Start of Block
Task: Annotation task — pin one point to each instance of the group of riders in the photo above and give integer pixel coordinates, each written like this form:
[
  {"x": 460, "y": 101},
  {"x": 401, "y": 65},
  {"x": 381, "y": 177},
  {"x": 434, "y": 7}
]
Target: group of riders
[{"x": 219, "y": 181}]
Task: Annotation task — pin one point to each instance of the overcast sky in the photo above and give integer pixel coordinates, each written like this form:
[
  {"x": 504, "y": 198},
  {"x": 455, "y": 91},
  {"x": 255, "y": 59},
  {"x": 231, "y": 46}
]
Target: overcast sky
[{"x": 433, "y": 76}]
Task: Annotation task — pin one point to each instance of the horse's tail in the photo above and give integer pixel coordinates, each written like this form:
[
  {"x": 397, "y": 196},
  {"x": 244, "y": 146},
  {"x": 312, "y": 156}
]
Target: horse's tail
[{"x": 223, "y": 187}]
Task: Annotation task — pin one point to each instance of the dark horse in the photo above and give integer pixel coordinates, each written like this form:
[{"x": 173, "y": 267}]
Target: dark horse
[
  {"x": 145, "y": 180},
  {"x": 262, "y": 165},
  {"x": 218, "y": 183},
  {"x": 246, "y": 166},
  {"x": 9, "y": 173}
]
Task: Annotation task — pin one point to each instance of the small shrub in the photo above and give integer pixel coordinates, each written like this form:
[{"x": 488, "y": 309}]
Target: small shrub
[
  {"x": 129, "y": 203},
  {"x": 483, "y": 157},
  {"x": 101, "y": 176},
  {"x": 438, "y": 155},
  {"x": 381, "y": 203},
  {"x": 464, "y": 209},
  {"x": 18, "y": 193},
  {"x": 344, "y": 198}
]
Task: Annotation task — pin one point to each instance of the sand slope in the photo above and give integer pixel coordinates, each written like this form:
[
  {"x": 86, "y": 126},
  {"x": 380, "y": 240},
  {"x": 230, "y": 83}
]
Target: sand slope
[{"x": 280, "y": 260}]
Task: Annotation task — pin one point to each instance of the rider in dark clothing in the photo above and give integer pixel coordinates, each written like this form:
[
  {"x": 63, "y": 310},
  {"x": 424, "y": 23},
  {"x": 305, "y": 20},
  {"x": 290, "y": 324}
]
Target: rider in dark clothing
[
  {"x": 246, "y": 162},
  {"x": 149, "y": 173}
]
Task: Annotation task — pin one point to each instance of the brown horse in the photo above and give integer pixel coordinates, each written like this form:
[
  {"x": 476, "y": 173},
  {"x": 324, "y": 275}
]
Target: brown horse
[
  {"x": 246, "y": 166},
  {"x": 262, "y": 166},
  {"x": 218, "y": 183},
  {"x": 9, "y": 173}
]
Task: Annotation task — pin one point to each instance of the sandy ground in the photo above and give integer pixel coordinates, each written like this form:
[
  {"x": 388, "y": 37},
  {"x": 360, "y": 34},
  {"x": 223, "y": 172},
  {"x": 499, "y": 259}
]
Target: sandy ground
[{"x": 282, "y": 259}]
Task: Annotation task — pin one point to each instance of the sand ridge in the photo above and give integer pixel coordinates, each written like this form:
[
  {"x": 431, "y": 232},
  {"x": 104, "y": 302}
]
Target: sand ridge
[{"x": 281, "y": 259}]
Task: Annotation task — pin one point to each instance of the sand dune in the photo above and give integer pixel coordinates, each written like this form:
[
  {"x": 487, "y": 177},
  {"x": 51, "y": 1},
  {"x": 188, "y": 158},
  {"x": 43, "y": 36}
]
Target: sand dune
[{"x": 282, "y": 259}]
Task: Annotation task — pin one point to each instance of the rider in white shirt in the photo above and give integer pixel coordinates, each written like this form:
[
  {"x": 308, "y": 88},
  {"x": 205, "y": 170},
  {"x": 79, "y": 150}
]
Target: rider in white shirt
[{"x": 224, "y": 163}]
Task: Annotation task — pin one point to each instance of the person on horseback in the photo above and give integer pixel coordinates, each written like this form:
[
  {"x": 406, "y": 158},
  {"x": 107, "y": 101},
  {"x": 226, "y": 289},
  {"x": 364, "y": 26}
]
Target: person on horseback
End of Block
What to do: Output all the lines above, matching them word for word.

Problem solution:
Task: Annotation task — pin one point to each instance of the group of riders in the photo above and give integer pixel coordinates, each written like this form:
[
  {"x": 460, "y": 101},
  {"x": 401, "y": 65},
  {"x": 381, "y": 177},
  {"x": 434, "y": 7}
]
Target: group of riders
[{"x": 219, "y": 181}]
Task: Annotation task — pin one point to each instance of the overcast sky in the photo above and give integer pixel coordinates, each written like this form:
[
  {"x": 504, "y": 198},
  {"x": 455, "y": 91},
  {"x": 255, "y": 59},
  {"x": 231, "y": 46}
]
Target: overcast sky
[{"x": 433, "y": 76}]
Task: Annotation task — pin one point to each instance of the horse's tail in the photo above and give integer pixel coordinates, each written like this form:
[
  {"x": 397, "y": 196},
  {"x": 244, "y": 146},
  {"x": 312, "y": 156}
]
Target: horse's tail
[{"x": 223, "y": 187}]
Task: Annotation task — pin one point to each instance of the dark horse in the photo above and give integer pixel coordinates, each written like this form:
[{"x": 173, "y": 267}]
Target: dark horse
[
  {"x": 145, "y": 180},
  {"x": 262, "y": 165},
  {"x": 218, "y": 183},
  {"x": 246, "y": 166},
  {"x": 9, "y": 173}
]
Task: Annotation task — pin one point to each instance of the small shrub in the photo above and give integer pixel coordinates, each written like this form:
[{"x": 488, "y": 309}]
Target: small shrub
[
  {"x": 129, "y": 203},
  {"x": 483, "y": 157},
  {"x": 101, "y": 176},
  {"x": 438, "y": 155},
  {"x": 381, "y": 203},
  {"x": 464, "y": 209},
  {"x": 18, "y": 193},
  {"x": 344, "y": 198}
]
Task: Annotation task — pin one point to each instance of the sand slope in the photo above and give integer pixel coordinates, each written like this form:
[
  {"x": 86, "y": 126},
  {"x": 380, "y": 240},
  {"x": 230, "y": 83}
]
Target: sand slope
[{"x": 280, "y": 260}]
Task: Annotation task — pin one point to each instance of the rider in dark clothing in the photo above and give integer pixel coordinates, each written like this form:
[
  {"x": 63, "y": 310},
  {"x": 424, "y": 23},
  {"x": 305, "y": 20},
  {"x": 290, "y": 324}
]
Target: rider in dark clothing
[
  {"x": 246, "y": 162},
  {"x": 149, "y": 173}
]
Task: Annotation task — pin one point to each instance of the brown horse in the photo above and give integer pixel coordinates, each written like this form:
[
  {"x": 476, "y": 173},
  {"x": 324, "y": 275}
]
Target: brown horse
[
  {"x": 246, "y": 166},
  {"x": 262, "y": 166},
  {"x": 218, "y": 183},
  {"x": 9, "y": 173}
]
Task: Annotation task — pin one point to each instance of the sandy ground in the photo above and give integer pixel coordinates, each written like this form:
[
  {"x": 388, "y": 37},
  {"x": 360, "y": 34},
  {"x": 223, "y": 172},
  {"x": 499, "y": 259}
]
Target: sandy ground
[{"x": 282, "y": 259}]
Task: Annotation task — pin one point to each instance of the sand ridge in the photo above and give integer pixel coordinates, each written like this form:
[
  {"x": 431, "y": 232},
  {"x": 104, "y": 302}
]
Target: sand ridge
[{"x": 281, "y": 259}]
Task: Annotation task — pin one point to each instance of the sand dune in the photo above and give integer pixel coordinates, each written like this form:
[
  {"x": 487, "y": 177},
  {"x": 51, "y": 1},
  {"x": 188, "y": 158},
  {"x": 43, "y": 36}
]
Target: sand dune
[{"x": 282, "y": 259}]
Task: Annotation task — pin one point to each instance of the rider in white shirt in the photo above and give integer pixel coordinates, each written like this form:
[
  {"x": 308, "y": 88},
  {"x": 205, "y": 170},
  {"x": 79, "y": 150}
]
Target: rider in white shirt
[{"x": 224, "y": 163}]
Task: Annotation task — pin one point to each instance of the person on horseback in the photo above and give integer pixel coordinates, each written like this form:
[
  {"x": 406, "y": 158},
  {"x": 107, "y": 101},
  {"x": 226, "y": 289},
  {"x": 364, "y": 26}
]
Target: person on horseback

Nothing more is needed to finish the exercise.